Extracted text
Chlorophylls exhibit strong biological antioxidant, antibacterial, and anti-inflammatory properties. Their stimulating and regenerating effect on tissue growth has also been demonstrated. The effectiveness of photodynamic therapy with the use of chlorophyll a in oncology and dermatology, confirms a wide range of applications also in the field of medical sciences [5,6,7,8]. Chlorophylls isolated from plants are also commonly used as safety dyes in the food industry [9].

It is possible to extract dyes from natural raw materials, i.e., green plants, algae, bacteria, cyanobacteria in the extraction process with an appropriate solvent and properly selected method, e.g., in the Soxhlet apparatus, liquid extraction using ultrasound assisted extraction (UAE), microwave assisted extraction (MAE), or supercritical fluid extraction (SFE).

For large-scale extraction of natural chlorophylls from plants, acetone, dimethylsulfoxide, dioxane, and dimethylformamide are usually used as preferred solvents. Most pigments can be removed in the process, which is called as defatting. Extraction using solvents like petroleum benzene, n-hexane, dichloromethane, petroleum ether, n-hexane, carbon tetrachloride removes most of the lipophilic compounds like chlorophylls together with fatty materials. After a drying step, biomass is extracted with methanol–petroleum ether mixtures at the first step, then finally with acetone. Most of the solvents which are used in industry are volatile and toxic, leading to environmental risks. Furthermore, such extraction procedures are multi-step, and thus costly, and are of low selectivity, resulting in low purity levels and yields [10,11].

The coloring matter of plant extract can be removed by adding a sufficient quantity of activated charcoal or activated bentonites [12]. However, the use of activated bentonites and charcoal agents has the drawback of non-specific adsorption that results in losses of desired bioactive compounds. In the case of organic solvents such as hexane or carbon tetrachloride, which are typically used for separating chlorophylls, it should be emphasized that they are toxic to humans and to the environment and have low efficacy in chlorophyll removal, and require multistep extraction procedures.

Actions to take
1. Name the solvents that the text on chlorophyll extraction says are usually preferred for large-scale extraction of natural chlorophylls from plants.
2. Carry the text on chlorophyll extraction forward from its final sentence.
The items play no part in any of this.

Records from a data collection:
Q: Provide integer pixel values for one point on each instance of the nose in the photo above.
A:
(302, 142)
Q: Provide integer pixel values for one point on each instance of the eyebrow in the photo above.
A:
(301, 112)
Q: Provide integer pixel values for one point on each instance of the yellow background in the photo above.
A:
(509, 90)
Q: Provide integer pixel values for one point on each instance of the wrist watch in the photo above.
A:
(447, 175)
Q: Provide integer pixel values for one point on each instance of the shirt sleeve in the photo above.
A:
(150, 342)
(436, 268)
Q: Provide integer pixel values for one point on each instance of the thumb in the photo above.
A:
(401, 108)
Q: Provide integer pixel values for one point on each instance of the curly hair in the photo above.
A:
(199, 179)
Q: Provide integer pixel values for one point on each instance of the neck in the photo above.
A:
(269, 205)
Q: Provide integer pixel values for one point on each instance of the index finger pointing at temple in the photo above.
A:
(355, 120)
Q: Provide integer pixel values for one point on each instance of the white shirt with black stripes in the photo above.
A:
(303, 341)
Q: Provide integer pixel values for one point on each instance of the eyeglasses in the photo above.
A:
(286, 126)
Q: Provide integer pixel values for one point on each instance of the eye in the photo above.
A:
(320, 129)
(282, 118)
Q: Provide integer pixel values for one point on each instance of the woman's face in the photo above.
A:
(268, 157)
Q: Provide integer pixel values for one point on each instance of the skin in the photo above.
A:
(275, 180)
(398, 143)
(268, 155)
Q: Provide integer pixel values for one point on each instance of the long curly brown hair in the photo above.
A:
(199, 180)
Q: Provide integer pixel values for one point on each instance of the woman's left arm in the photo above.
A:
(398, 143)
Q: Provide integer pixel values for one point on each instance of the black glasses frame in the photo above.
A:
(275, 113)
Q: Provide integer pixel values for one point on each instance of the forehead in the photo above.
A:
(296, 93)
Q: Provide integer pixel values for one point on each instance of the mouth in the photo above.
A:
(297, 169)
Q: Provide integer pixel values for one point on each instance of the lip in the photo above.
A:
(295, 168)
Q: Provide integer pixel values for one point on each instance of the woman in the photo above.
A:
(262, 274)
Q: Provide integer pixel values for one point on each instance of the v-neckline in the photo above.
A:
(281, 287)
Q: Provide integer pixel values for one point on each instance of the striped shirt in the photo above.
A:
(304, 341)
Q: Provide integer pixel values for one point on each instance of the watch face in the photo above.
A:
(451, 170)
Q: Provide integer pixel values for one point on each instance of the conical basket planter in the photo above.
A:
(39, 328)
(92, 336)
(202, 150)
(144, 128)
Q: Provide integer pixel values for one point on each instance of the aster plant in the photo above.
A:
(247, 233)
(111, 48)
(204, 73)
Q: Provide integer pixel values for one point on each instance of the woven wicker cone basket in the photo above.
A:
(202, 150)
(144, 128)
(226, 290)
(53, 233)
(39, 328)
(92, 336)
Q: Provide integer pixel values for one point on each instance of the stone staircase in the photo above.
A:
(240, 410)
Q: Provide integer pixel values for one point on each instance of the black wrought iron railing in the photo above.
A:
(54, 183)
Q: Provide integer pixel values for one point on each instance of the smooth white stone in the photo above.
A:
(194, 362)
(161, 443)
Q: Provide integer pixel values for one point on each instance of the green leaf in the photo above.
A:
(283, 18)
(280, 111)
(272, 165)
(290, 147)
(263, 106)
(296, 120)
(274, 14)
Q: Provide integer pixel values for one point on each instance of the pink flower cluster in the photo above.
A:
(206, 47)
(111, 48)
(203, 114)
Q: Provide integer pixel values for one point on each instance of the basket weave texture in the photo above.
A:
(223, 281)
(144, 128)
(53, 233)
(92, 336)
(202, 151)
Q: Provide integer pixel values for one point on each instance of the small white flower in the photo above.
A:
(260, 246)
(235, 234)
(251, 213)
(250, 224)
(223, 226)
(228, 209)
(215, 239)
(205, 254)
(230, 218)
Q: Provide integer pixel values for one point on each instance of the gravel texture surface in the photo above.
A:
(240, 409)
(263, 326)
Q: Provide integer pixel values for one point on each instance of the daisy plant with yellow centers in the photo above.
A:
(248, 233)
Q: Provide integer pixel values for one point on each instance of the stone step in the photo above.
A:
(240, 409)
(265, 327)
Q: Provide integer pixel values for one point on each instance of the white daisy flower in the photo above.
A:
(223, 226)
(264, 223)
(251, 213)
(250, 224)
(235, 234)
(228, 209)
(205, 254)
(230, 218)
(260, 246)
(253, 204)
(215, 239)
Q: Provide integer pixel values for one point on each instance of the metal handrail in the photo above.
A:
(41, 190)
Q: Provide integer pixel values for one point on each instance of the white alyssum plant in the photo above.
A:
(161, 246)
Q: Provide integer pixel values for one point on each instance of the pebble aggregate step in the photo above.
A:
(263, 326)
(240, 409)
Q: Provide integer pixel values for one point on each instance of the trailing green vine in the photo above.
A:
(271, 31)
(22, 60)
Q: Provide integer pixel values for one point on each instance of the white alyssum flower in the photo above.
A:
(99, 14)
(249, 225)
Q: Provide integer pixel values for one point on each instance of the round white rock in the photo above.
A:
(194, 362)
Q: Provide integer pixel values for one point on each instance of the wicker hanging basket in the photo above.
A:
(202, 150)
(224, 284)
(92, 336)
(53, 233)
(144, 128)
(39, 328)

Answers for this exercise
1. Acetone, dimethylsulfoxide, dioxane, and dimethylformamide.

2.
Purification of plant extracts from pigments can be accomplished by several techniques such as fractionation, saponification [13], and chromatography [14,15,16]. Although these procedures are rather simple, stress conditions such as temperature or pH may cause chlorophyll degradation [13].

To remove the green pigment at the micro-scale, SPE cartridges containing graphitized carbon black (GCB) and primary secondary amine (PSA) can be applied. However, this is a rather expensive clean-up method that is used in QuEChERS sample preparation. This method is used in laboratory to remove chlorophylls because they often interfere with the analysis of bioactive extract components or in pesticide residue analysis [17,18], strongly influencing the background ion current in mass spectrometry (MS) detectors. That is why additional extensive clean-up step(s) are required before analysis, for improvement of the results accuracy.

In 2013, Batlokwa et al. [19] elaborated on a novel molecularly imprinted polymer (MIP) for the selective removal of chlorophyll from heavily pigmented green plant extracts. The initial chlorophyll absorbance of the methanolic, extract was reduced by 98% after the addition of the of 850 mg MIP in the 5 mL of 10% (w/v) chlorophyll standard solutions. More recently, a liquid–liquid extraction system composed of ethanol, hexane, and water, which was tested in terms of their ability to selectively separate chlorophylls and xanthophylls to opposite phases in a single step [20]. Phaisan et al. [21] proposed an oil-based system for removing chlorophyll from the extract of C. odorata. This requires simple processing based on the partitioning technique. According to the authors statement, palm oil showed an efficiency higher than hexane for chlorophyll removal and high recoveries of the beneficial phytochemicals. More recently, Leite et al. [22] showed the usefulness of aqueous solutions of non-ionic surfactants with hydrophilic-lipophilic balance (HLB) ranging between 10 and 13, to extract chlorophylls from biomass.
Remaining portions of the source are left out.